Return all the data, word for word.
--- begin ---
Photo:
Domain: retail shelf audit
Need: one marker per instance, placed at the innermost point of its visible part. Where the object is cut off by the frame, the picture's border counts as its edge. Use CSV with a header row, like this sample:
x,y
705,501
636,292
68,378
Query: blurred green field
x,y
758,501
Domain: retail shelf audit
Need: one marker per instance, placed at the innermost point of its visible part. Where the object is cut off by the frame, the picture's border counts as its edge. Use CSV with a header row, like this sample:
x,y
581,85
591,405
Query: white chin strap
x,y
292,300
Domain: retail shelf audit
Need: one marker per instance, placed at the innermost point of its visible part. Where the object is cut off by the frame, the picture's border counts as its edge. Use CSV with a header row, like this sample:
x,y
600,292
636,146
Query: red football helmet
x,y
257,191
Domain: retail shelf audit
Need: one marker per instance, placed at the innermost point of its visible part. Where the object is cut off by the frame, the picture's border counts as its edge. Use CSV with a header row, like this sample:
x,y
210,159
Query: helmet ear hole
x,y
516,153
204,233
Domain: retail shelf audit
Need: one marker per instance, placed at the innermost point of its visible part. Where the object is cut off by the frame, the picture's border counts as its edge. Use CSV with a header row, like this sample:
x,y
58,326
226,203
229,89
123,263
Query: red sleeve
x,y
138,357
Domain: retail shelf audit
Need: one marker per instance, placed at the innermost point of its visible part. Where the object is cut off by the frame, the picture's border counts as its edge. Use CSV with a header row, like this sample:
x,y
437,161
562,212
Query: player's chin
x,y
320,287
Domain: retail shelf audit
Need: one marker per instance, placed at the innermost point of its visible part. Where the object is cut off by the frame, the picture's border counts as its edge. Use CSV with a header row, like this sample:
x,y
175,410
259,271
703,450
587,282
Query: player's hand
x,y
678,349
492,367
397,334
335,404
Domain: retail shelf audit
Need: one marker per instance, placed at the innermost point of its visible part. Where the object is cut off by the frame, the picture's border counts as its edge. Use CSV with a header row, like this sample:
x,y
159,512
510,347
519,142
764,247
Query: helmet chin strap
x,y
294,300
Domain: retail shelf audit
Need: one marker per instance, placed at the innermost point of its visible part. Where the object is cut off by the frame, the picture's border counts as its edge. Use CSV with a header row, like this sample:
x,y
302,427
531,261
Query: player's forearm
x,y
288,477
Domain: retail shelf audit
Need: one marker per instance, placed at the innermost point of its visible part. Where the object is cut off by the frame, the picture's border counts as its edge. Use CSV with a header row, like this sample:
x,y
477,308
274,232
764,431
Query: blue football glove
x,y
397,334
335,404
--- end ---
Full solution.
Photo:
Domain: retail shelf audit
Need: one marker per instance, placed at the innermost point of its visible part. Where the object is cut off by the frame, the picture's border counts as its edge. Use CSV with a header row, like this sample:
x,y
705,501
636,292
68,378
Query: blurred green field
x,y
758,501
Domain: retail shelf audit
Need: one marker per instance, placed at the innermost point of its visible part. Where the object is cut off by the frame, the picture's border counts as its edge. Use CSV with a header row, like this sample:
x,y
581,85
591,405
Query: white chin strap
x,y
292,300
Domain: retail shelf audit
Need: one marker per instance, placed at the innermost point of its visible part. Where the object is cut off by the frame, the picture's border counts as its edge. Use CSV with a header row, like this sample:
x,y
600,292
636,146
Query: red football helmet
x,y
257,191
Domain: retail shelf audit
Need: one marker per instance, placed at the innermost point of its visible part. Where the object is cut off by the frame, the picture's border counts as its edge. Use CSV with a header row, like this sample:
x,y
210,159
Query: helmet ear hole
x,y
516,153
204,233
Domain: retail shelf audit
Need: one marker per instance, placed at the innermost point of its visible part. Where the object is cut off by the frame, the picture's border counts as its edge. Use CSV with a header row, like this sample:
x,y
58,326
226,203
229,89
123,263
Query: red sleeve
x,y
138,357
Domain: retail shelf audit
Need: one marker per instance, placed at the innermost point of its visible part. Where the object is cut off by the frame, the picture's border counts as its edge. Use CSV with a header row, like this sample:
x,y
437,161
562,212
Query: player's chin
x,y
320,287
Domain: retail shelf audit
Need: one marker per instance, placed at the innermost point of its visible part. Where the object is cut off by the frame, the picture's border counts as its edge. Use CSV with a header row, like this sample:
x,y
175,410
259,271
703,450
587,282
Query: player's hand
x,y
678,349
492,367
397,334
335,404
Domain: retail shelf audit
Need: one marker per instance, placed at the innermost point of its visible part. Where the object is cut off by the frame, the picture's border counts as its edge. Use CSV with a header row, like this sample:
x,y
159,512
510,347
519,142
764,247
Query: helmet chin strap
x,y
294,300
Domain: retail shelf audit
Need: one marker per instance, placed at the innermost point of its visible part. Where the object is cut off by the frame, the picture's border counts as its edge. Use CSV with a header row, like this sample:
x,y
302,427
531,261
Query: player's forearm
x,y
288,477
Domain: retail shelf audit
Need: one marker per instance, placed at the innermost point of its visible part. Where the object is cut off by the frame, the picture's border counts as its edge. Use CSV with a header row, like this sample:
x,y
477,308
274,232
764,431
Query: blue football glove
x,y
397,334
335,404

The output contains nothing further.